SELECTED EXTRACT -
'''

The target is loaded once at server startup and held in memory for the
lifetime of the process. Every episode reuses the same frozen weights —
the *agent* is what learns. Deterministic greedy decoding (temperature=0)
keeps the reward signal stable for GRPO.

Two backends:
  - "hf": load a HuggingFace causal LM via transformers. Default.
  - "mock": a rule-based stand-in for CPU boxes / CI. Lets the env boot and
    pass smoke tests without a GPU.

Select via env var PROMPT_GOLF_TARGET_BACKEND=mock|hf (default "hf").
Select the model via PROMPT_GOLF_TARGET_MODEL=Qwen/Qwen2.5-0.5B-Instruct
(or any HF causal LM id).
"""

from __future__ import annotations

import os
import re
from dataclasses import dataclass
from typing import List, Optional, Protocol


DEFAULT_HF_MODEL = "Qwen/Qwen2.5-0.5B-Instruct"


@dataclass
class TargetGeneration:
    """One target generation."""
    input_text: str
    output_text: str


class TargetBackend(Protocol):
    model_id: str

    def count_prompt_tokens(self, text: str) -> int:
        ...

    def truncate_to_tokens(self, text: str, max_tokens: int) -> str:
        ...

    def generate_batch(
        self,
        prompt: str,
        test_inputs: List[str],
        max_output_tokens: int,
    ) -> List[TargetGeneration]:
        ...


# ---------------------------------------------------------------------------
# Mock backend — pattern-based, deterministic, CPU-only
# ---------------------------------------------------------------------------

class MockTargetBackend:
    """Rule-based fake target for local development.

    Behavior:
      - If the prompt mentions "Answer in one word" and the input contains
        obvious sentiment cues, emit the cue word.
      - If the prompt mentions "JSON" and a pattern "name=X" / "phone=Y"

'''

EXTRACTED INFORMATION -
'''

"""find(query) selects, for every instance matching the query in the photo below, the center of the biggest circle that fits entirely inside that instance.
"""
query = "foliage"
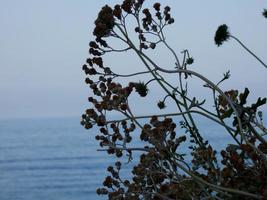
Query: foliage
(237, 172)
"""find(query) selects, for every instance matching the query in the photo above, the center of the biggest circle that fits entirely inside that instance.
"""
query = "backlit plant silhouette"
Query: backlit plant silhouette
(163, 171)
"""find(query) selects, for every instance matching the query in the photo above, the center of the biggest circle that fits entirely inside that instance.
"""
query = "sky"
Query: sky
(43, 45)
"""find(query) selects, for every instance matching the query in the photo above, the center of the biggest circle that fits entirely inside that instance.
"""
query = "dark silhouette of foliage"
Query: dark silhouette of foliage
(238, 172)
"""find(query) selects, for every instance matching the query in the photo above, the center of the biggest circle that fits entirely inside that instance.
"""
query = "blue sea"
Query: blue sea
(57, 159)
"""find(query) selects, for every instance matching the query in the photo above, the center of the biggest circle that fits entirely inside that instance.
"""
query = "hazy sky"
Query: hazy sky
(44, 43)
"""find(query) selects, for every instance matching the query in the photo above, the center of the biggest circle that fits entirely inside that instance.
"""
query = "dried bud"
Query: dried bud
(222, 34)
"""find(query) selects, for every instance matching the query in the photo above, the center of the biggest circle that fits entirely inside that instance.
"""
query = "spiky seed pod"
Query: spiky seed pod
(141, 89)
(222, 34)
(189, 61)
(264, 13)
(161, 105)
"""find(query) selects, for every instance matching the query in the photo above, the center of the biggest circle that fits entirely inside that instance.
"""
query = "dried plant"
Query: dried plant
(163, 172)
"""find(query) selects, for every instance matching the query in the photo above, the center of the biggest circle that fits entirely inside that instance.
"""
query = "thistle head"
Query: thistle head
(264, 13)
(222, 34)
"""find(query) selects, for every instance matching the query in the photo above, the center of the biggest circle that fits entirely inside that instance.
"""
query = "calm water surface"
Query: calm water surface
(54, 159)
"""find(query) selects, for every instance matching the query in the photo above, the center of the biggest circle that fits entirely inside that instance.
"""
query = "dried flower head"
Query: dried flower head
(264, 13)
(222, 34)
(161, 104)
(141, 88)
(189, 61)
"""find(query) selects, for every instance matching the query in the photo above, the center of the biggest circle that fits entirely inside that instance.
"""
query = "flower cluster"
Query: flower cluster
(163, 170)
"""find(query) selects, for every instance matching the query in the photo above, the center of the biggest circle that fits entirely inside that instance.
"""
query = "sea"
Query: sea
(57, 159)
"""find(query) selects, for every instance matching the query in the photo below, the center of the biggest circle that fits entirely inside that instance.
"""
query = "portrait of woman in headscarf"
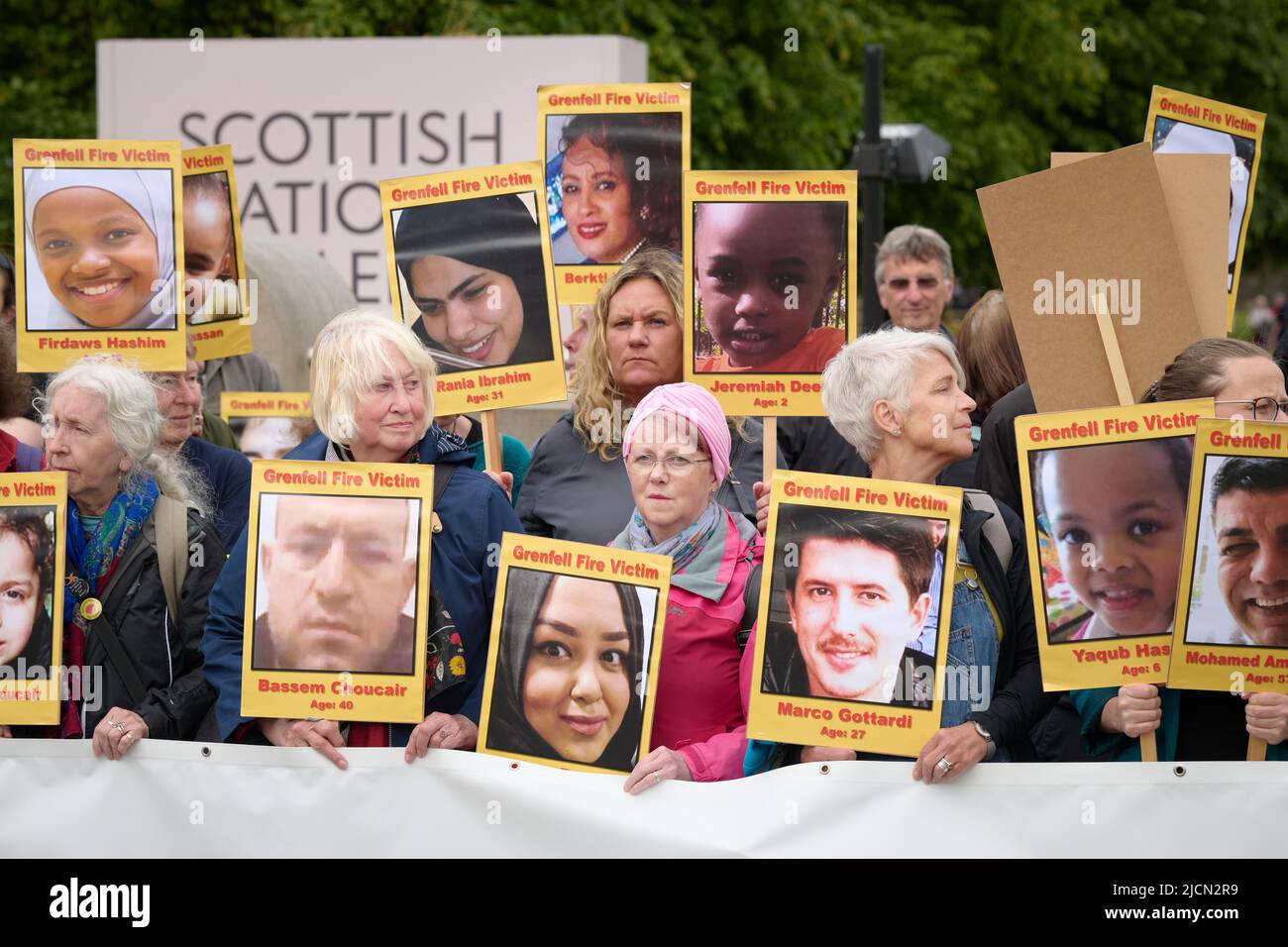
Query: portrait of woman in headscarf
(99, 249)
(571, 655)
(475, 270)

'''

STATED EXERCISE -
Reproduce the target-backend source word for word, starting at "The target is" and ending at "without a GPU.". The records have no connection to the text.

FULL ANSWER -
The target is loaded once at server startup and held in memory for the
lifetime of the process. Every episode reuses the same frozen weights —
the *agent* is what learns. Deterministic greedy decoding (temperature=0)
keeps the reward signal stable for GRPO.

Two backends:
  - "hf": load a HuggingFace causal LM via transformers. Default.
  - "mock": a rule-based stand-in for CPU boxes / CI. Lets the env boot and
    pass smoke tests without a GPU.